Written instruction » Write out the lines below as a numbered list, omitting any blank lines.
--- begin Records supplied ---
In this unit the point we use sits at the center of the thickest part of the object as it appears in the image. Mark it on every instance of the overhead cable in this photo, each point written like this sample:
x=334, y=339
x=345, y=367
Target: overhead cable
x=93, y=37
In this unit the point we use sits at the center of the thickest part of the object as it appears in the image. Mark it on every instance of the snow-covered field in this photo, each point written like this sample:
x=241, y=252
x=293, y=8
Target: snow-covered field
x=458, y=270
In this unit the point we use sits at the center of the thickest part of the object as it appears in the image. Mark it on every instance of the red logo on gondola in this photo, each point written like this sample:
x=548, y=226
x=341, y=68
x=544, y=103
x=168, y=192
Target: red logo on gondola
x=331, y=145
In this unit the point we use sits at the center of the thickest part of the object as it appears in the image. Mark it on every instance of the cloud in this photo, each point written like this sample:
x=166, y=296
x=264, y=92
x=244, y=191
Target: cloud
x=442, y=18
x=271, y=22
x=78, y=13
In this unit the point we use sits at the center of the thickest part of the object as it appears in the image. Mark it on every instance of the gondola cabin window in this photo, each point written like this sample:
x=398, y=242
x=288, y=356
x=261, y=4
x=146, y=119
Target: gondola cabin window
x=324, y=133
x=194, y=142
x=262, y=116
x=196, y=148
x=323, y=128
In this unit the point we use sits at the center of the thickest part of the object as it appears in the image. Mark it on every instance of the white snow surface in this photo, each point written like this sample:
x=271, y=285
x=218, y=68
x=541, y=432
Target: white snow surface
--- end Records supplied ---
Finished exercise »
1. In this unit the point we use sits at the center of the thickest part of the object as it appears in the image. Mark it on every instance of the overhead cable in this photo, each point written like this sample:
2. x=334, y=339
3. x=345, y=367
4. Target: overhead cable
5. x=93, y=37
6. In this unit the point we use sits at the center of the thickest part of the object as it appears in the image. Mark it on every instance of the snow-covered field in this photo, each point written like this sample:
7. x=241, y=252
8. x=293, y=8
9. Target: snow-covered field
10. x=458, y=270
11. In this unit the point we use sits at the center of the thickest part of the object as it appears in the image. Mark it on every instance of the red logo on gondola in this photo, each point written like this sample:
12. x=548, y=226
13. x=341, y=68
14. x=544, y=103
15. x=168, y=192
16. Target: red logo on gondola
17. x=331, y=145
18. In this unit the point we use sits at the center of the thickest part of the object as it appears in the image. Mark it on every instance of the cloud in this photo, each point written like this sample:
19. x=166, y=296
20. x=264, y=92
21. x=244, y=191
22. Target: cloud
23. x=442, y=18
24. x=271, y=22
25. x=78, y=13
26. In this unit the point we use sits at the center of the thickest part of the object as it appears in the image. Mark it on every instance of the gondola cabin window in this photo, each point written like this sample:
27. x=398, y=242
28. x=288, y=356
29. x=261, y=4
30. x=146, y=119
31. Target: gondola cabin window
32. x=324, y=133
33. x=194, y=142
34. x=262, y=116
35. x=196, y=148
36. x=323, y=128
37. In this unit the point we use sits at the center of the thickest part of the object as it appears in the image. Mark it on every instance of the white snow surface in this photo, each point written like this sample:
38. x=271, y=285
39. x=218, y=68
40. x=541, y=432
41. Target: white snow surface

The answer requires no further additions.